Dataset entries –
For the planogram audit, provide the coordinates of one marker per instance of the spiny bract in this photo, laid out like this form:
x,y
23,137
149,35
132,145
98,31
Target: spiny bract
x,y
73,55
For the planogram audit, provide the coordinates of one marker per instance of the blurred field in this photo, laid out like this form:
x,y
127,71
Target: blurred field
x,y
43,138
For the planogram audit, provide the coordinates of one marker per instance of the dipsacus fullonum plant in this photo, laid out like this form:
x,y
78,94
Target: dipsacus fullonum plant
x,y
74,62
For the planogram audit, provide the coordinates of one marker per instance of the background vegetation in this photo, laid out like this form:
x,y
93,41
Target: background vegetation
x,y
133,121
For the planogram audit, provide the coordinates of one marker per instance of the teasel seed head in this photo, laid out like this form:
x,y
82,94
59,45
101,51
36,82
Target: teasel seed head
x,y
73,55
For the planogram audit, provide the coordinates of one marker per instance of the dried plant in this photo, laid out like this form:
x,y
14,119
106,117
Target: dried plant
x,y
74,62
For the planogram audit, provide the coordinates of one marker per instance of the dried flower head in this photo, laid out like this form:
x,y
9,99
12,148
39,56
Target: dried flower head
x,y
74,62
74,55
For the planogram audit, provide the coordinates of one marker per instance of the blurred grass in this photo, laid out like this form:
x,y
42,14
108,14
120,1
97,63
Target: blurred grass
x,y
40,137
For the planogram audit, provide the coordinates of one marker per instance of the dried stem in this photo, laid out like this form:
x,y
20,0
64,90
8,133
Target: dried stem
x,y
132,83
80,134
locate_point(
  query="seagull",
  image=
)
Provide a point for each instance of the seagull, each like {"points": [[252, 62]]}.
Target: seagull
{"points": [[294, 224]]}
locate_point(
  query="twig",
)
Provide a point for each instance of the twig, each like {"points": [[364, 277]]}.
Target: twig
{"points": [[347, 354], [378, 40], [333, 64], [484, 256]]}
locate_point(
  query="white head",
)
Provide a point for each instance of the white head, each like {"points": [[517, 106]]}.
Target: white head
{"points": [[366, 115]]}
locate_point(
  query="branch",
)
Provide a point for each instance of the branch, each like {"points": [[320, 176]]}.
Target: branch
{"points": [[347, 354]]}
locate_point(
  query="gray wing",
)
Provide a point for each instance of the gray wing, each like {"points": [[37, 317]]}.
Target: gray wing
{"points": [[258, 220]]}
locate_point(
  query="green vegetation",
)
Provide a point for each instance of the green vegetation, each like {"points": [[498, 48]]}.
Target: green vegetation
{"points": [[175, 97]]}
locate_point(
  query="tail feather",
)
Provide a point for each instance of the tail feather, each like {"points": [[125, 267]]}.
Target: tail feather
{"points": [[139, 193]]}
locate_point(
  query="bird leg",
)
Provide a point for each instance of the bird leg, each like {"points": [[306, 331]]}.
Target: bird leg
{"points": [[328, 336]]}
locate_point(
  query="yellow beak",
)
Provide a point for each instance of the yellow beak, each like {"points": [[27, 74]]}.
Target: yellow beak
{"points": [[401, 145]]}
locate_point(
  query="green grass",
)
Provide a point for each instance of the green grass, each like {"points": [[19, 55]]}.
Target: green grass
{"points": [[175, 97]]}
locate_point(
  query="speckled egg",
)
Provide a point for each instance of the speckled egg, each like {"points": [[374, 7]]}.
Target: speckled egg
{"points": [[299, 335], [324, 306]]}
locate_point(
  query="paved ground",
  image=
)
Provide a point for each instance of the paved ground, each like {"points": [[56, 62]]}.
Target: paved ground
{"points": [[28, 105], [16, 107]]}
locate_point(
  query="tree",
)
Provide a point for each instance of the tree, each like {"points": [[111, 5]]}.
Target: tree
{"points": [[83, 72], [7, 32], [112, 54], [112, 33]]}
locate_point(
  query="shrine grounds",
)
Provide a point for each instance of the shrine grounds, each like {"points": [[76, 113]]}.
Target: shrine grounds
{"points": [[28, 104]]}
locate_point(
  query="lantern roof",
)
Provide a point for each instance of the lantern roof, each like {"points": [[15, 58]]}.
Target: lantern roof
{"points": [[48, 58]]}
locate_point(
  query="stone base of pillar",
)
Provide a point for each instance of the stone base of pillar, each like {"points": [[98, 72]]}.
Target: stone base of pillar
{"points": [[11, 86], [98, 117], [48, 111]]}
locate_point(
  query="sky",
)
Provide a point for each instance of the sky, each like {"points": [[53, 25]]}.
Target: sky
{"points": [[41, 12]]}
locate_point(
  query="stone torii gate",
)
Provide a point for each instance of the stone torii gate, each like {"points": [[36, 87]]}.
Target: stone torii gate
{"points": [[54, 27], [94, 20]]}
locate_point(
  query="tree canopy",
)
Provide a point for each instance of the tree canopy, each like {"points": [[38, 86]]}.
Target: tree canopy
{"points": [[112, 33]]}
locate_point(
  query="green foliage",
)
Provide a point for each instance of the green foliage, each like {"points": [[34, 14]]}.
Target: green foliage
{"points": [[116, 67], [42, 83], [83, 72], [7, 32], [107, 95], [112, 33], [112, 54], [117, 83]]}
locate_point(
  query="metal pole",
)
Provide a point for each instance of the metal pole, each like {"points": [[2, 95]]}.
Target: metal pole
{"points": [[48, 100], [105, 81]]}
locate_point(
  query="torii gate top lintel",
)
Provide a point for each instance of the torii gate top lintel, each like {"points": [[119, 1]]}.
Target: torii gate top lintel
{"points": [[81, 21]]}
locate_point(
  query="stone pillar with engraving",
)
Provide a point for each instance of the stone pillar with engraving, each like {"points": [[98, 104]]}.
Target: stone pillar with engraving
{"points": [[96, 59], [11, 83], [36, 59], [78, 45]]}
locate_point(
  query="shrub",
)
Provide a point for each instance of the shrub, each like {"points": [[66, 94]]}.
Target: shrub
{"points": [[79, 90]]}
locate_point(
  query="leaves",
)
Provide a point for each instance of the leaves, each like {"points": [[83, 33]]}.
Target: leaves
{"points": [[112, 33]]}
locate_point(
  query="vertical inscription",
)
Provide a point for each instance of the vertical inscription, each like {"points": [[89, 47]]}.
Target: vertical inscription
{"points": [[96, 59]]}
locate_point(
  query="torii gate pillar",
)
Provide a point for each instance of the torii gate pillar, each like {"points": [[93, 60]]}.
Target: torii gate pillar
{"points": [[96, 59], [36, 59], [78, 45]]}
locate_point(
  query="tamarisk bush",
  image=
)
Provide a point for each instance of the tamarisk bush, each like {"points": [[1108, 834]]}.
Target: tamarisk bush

Your task –
Word for word, write out each record shown above.

Answer to this problem –
For the planogram audit, provide the coordinates of one marker per instance of the spiny bract in this photo, laid out like this form:
x,y
23,137
149,35
132,145
98,31
Target: spiny bract
x,y
73,55
For the planogram audit, provide the coordinates of one marker per instance of the blurred field in this photo, laid out like this form:
x,y
127,71
Target: blurred field
x,y
43,138
For the planogram audit, provide the coordinates of one marker per instance of the dipsacus fullonum plant in this photo, laid out like this form:
x,y
78,94
Target: dipsacus fullonum plant
x,y
74,62
For the planogram audit, provide the coordinates of one marker per instance of the background vegetation in this photo, laid out like this form:
x,y
93,41
Target: background vegetation
x,y
133,121
For the planogram audit, provide the coordinates of one marker per instance of the teasel seed head in this photo, laid out like this form:
x,y
82,94
59,45
101,51
36,82
Target: teasel seed head
x,y
73,55
For the planogram audit, provide the coordinates of one marker per instance of the dried plant in this photo, laid out like this form:
x,y
14,119
106,117
Target: dried plant
x,y
74,62
For the planogram audit, provide the coordinates of one marker per instance of the dried flower head in this photo, laid out like this form:
x,y
9,99
12,148
39,56
Target: dried flower head
x,y
74,62
74,55
For the planogram audit, provide the coordinates of one marker per instance of the blurred grass in this photo, laid out like this form:
x,y
42,14
108,14
120,1
97,63
Target: blurred grass
x,y
40,137
For the planogram audit, provide the coordinates of one marker per instance of the dried stem in this photo, laid out like this form:
x,y
20,0
64,90
8,133
Target: dried stem
x,y
132,83
80,134
locate_point(
  query="seagull",
  image=
)
Provide a point for each instance of the seagull, each like {"points": [[252, 62]]}.
Target: seagull
{"points": [[294, 224]]}
locate_point(
  query="twig",
)
Provide a point for each instance of the twig, each like {"points": [[364, 277]]}.
Target: twig
{"points": [[347, 354], [378, 40], [333, 64], [484, 256]]}
locate_point(
  query="white head",
)
Provide a point for each instance of the white head, each like {"points": [[517, 106]]}.
Target: white head
{"points": [[366, 115]]}
locate_point(
  query="branch",
)
Provide a point for each instance of the branch, each like {"points": [[320, 176]]}.
Target: branch
{"points": [[347, 354]]}
locate_point(
  query="gray wing",
)
Provide a point for each instance of the gray wing, each like {"points": [[37, 317]]}.
Target: gray wing
{"points": [[258, 220]]}
locate_point(
  query="green vegetation",
)
Provide a point for each instance of the green vegetation, each like {"points": [[498, 48]]}.
Target: green vegetation
{"points": [[175, 97]]}
locate_point(
  query="tail feather",
)
Provide a point for each instance of the tail feather, each like {"points": [[125, 267]]}.
Target: tail feather
{"points": [[139, 193]]}
locate_point(
  query="bird leg",
)
Provide a point for each instance of the bird leg, each like {"points": [[306, 331]]}.
Target: bird leg
{"points": [[328, 336]]}
locate_point(
  query="yellow beak",
)
Provide a point for each instance of the yellow beak, each like {"points": [[27, 74]]}.
Target: yellow beak
{"points": [[401, 145]]}
locate_point(
  query="green grass",
)
Provide a point for each instance of the green grass, each like {"points": [[19, 55]]}.
Target: green grass
{"points": [[175, 97]]}
locate_point(
  query="speckled egg",
)
Provide a point for each instance of the speckled egg, each like {"points": [[374, 7]]}.
Target: speckled egg
{"points": [[299, 335], [324, 306]]}
locate_point(
  query="paved ground",
  image=
)
Provide a point for each instance of the paved ground, each like {"points": [[56, 62]]}.
Target: paved ground
{"points": [[28, 105], [16, 107]]}
locate_point(
  query="tree",
)
Provide a point for each instance of the tree, each like {"points": [[111, 5]]}.
Target: tree
{"points": [[83, 72], [7, 32], [112, 54], [112, 33]]}
locate_point(
  query="shrine grounds",
)
Provide a point for each instance of the shrine grounds, each like {"points": [[76, 113]]}.
Target: shrine grounds
{"points": [[28, 104]]}
locate_point(
  query="lantern roof",
)
Provide a point for each instance of the lantern roof, each like {"points": [[15, 58]]}.
Target: lantern roof
{"points": [[48, 58]]}
locate_point(
  query="stone base of pillar",
)
Provide a point for each instance of the stone base of pillar, each like {"points": [[98, 72]]}.
Target: stone base of pillar
{"points": [[11, 86], [98, 117], [48, 111]]}
locate_point(
  query="sky",
)
Provide a point for each instance of the sky, each like {"points": [[53, 25]]}.
Target: sky
{"points": [[41, 12]]}
locate_point(
  query="stone torii gate",
)
Provide a point for each instance of the stone torii gate, each like {"points": [[36, 87]]}.
Target: stone torii gate
{"points": [[54, 27], [94, 20]]}
locate_point(
  query="tree canopy",
)
Provide a point for each instance of the tree canopy, each like {"points": [[38, 86]]}.
Target: tree canopy
{"points": [[112, 33]]}
locate_point(
  query="green foliage",
)
Provide a point for each instance of the green foliage, each like {"points": [[34, 14]]}.
Target: green foliage
{"points": [[116, 67], [42, 83], [83, 72], [7, 32], [107, 95], [112, 33], [112, 54], [117, 83]]}
locate_point(
  query="metal pole",
)
Provide a point for each instance of the metal pole, each like {"points": [[2, 95]]}.
Target: metal pole
{"points": [[48, 100], [105, 81]]}
locate_point(
  query="torii gate top lintel",
)
Provide a point for each instance of the torii gate top lintel, each like {"points": [[119, 1]]}.
Target: torii gate top lintel
{"points": [[81, 21]]}
locate_point(
  query="stone pillar with engraving",
)
Provide a point for each instance of the stone pillar with engraving, each like {"points": [[98, 104]]}.
Target: stone pillar with engraving
{"points": [[96, 59], [11, 83], [36, 59], [78, 45]]}
locate_point(
  query="shrub",
)
Provide a point for each instance of the shrub, each like {"points": [[66, 94]]}.
Target: shrub
{"points": [[79, 90]]}
locate_point(
  query="leaves",
)
Provide a point for each instance of the leaves, each like {"points": [[83, 33]]}.
Target: leaves
{"points": [[112, 33]]}
locate_point(
  query="vertical inscription",
)
Provide a point for each instance of the vertical inscription, each like {"points": [[89, 47]]}.
Target: vertical inscription
{"points": [[96, 59]]}
locate_point(
  query="torii gate pillar",
)
Provide a point for each instance of the torii gate pillar, each like {"points": [[93, 60]]}.
Target: torii gate pillar
{"points": [[96, 59], [36, 59], [78, 45]]}
locate_point(
  query="tamarisk bush",
  image=
)
Provide a point for each instance of the tamarisk bush, each like {"points": [[1108, 834]]}.
Target: tamarisk bush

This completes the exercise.